=== Source excerpt ===
# Grammar Scoring Engine for Spoken Data

## Introduction

This notebook develops a solution for scoring the grammatical quality of spoken audio samples on a scale from 1 to 5. The objective is to build a model that takes audio files as input and outputs a continuous score based on the grammar quality of the speech.

### Task Description
- Audio files are 45-60 seconds long WAV files
- Labels are MOS Likert Grammar Scores (1-5 scale)
- Training dataset: 444 samples
- Testing dataset: 195 samples
- Evaluation metric: Pearson Correlation

### Grammar Score Rubric
- **1**: Struggles with proper sentence structure and syntax
- **2**: Limited understanding of sentence structure with basic mistakes
- **3**: Decent grasp of structure but errors in grammar or syntax
- **4**: Strong understanding with occasional minor errors
- **5**: High grammatical accuracy with complex structures

## Approach Overview

Our approach will consist of the following steps:

1. **Data Exploration**: Understand the distribution of audio files and labels
2. **Feature Extraction**: Extract relevant features from audio files
   - Audio features (MFCC, spectrograms, etc.)
   - Speech transcription and text features
3. **Model Development**: Build and train models to predict grammar scores
4. **Evaluation**: Evaluate models using cross-validation and appropriate metrics
5. **Testing**: Generate predictions for the test set

Let's begin by setting up our environment and exploring the data.

In [None]:
# Import necessary libraries
import os
import numpy as np
import pandas as pd
import matplotlib.pyplot as plt
import seaborn as sns
from tqdm.notebook import tqdm
import librosa
import librosa.display
import scipy
from sklearn.model_selection import train_test_split, KFold, cross_val_score
from sklearn.preprocessing import StandardScaler
from sklearn.linear_model import Ridge, Lasso
from sklearn.ensemble import RandomForestRegressor, GradientBoostingRegressor
from sklearn.metrics import mean_squared_error, mean_absolute_error, r2_score
from scipy.stats import pearsonr
import warnings
warnings.filterwarnings('ignore')

# Set random seed for reproducibility
np.random.seed(42)

# Set paths
DATA_PATH = 'dataset/'
TRAIN_AUDIO_PATH = os.path.join(DATA_PATH, 'audios_train')
TEST_AUDIO_PATH = os.path.join(DATA_PATH, 'audios_test')

## 1. Data Exploration

Let's start by loading the training and testing data and exploring their distributions.

In [None]:
# Load training and testing data
train_df = pd.read_csv(os.path.join(DATA_PATH, 'train.csv'))
test_df = pd.read_csv(os.path.join(DATA_PATH, 'test.csv'))
sample_submission = pd.read_csv(os.path.join(DATA_PATH, 'sample_submission.csv'))

print(f"Training data shape: {train_df.shape}")
===
Work to be completed:
Reproduce the stretch of the grammar scoring notebook from "1. **Data Exploration**: Understand" through "(MFCC, spectrograms, etc.)", renaming "spectrograms" to "chromagrams" throughout. The entries come from a source unrelated to the notebook.
=== Records supplied ===
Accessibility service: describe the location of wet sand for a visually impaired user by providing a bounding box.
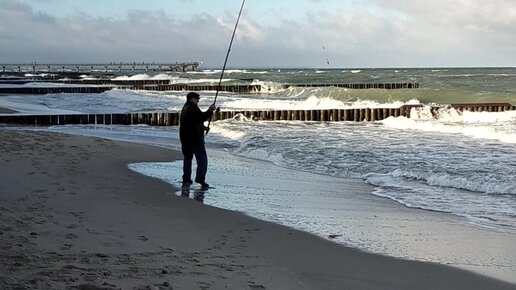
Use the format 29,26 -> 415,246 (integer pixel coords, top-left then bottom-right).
0,107 -> 18,114
0,129 -> 516,289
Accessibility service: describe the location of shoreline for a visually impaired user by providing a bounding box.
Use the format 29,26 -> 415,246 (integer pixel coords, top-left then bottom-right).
0,107 -> 19,114
0,128 -> 516,289
129,150 -> 516,283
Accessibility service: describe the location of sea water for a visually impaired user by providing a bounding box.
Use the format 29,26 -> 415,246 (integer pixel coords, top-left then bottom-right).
0,68 -> 516,233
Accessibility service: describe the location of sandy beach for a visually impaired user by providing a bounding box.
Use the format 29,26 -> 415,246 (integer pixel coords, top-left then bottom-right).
0,107 -> 17,114
0,128 -> 516,289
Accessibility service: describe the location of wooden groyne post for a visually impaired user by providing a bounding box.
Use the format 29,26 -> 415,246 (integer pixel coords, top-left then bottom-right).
0,103 -> 516,126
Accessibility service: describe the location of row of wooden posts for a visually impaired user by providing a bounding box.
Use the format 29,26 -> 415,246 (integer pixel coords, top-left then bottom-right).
0,103 -> 516,126
0,80 -> 419,94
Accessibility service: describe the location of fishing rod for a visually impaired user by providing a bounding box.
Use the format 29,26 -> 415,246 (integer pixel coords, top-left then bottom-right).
206,0 -> 245,135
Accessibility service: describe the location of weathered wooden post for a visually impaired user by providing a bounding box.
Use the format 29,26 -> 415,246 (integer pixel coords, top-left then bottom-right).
364,108 -> 371,122
353,109 -> 360,122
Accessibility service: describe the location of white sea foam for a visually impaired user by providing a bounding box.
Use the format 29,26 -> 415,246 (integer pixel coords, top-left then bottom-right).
381,108 -> 516,144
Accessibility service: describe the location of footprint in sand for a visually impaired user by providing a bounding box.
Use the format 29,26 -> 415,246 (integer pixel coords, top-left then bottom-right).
65,234 -> 77,239
138,236 -> 149,242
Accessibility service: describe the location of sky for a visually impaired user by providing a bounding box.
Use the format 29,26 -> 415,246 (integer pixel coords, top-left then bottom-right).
0,0 -> 516,68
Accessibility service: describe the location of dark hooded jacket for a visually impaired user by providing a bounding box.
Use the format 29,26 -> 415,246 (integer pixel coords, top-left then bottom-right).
179,100 -> 213,146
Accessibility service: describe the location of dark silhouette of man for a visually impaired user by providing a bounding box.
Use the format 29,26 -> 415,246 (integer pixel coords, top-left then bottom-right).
179,92 -> 215,189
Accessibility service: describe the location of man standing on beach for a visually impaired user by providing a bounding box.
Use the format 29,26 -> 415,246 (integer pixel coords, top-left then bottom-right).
179,92 -> 215,189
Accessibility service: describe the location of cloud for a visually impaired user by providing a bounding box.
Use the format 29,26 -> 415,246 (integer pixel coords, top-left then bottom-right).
0,0 -> 516,67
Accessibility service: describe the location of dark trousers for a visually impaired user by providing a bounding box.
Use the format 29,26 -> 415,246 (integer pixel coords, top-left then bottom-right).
181,144 -> 208,183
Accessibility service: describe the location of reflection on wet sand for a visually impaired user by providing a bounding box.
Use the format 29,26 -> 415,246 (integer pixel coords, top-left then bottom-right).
181,187 -> 206,203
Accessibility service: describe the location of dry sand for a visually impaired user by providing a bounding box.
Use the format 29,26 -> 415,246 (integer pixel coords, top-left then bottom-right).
0,129 -> 516,289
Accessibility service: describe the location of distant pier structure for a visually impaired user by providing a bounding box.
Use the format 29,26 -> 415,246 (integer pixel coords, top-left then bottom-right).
0,62 -> 199,73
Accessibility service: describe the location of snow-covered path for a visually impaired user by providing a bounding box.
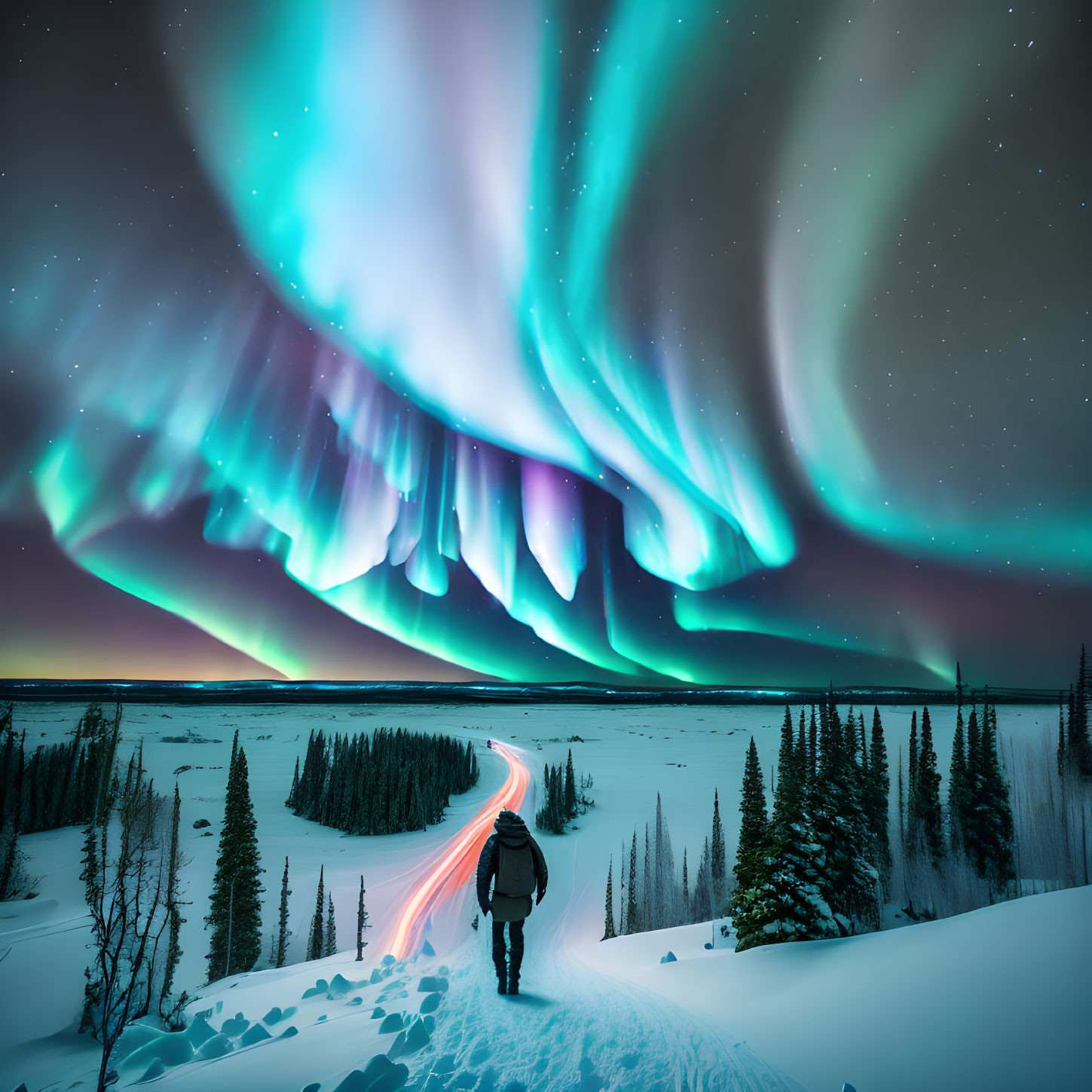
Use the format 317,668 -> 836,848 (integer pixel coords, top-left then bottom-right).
121,742 -> 800,1092
0,705 -> 1074,1092
387,740 -> 531,958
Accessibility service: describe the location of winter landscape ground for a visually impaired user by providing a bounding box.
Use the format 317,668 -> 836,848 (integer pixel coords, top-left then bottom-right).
0,703 -> 1092,1092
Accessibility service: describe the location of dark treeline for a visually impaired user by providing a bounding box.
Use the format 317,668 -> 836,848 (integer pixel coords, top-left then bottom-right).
1058,644 -> 1092,778
535,747 -> 595,834
604,681 -> 1092,950
0,702 -> 121,899
205,728 -> 265,982
285,728 -> 479,834
0,703 -> 121,834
===
Result:
1. **Data Exploration**: Understand the distribution of audio files and labels
2. **Feature Extraction**: Extract relevant features from audio files
   - Audio features (MFCC, chromagrams, etc.)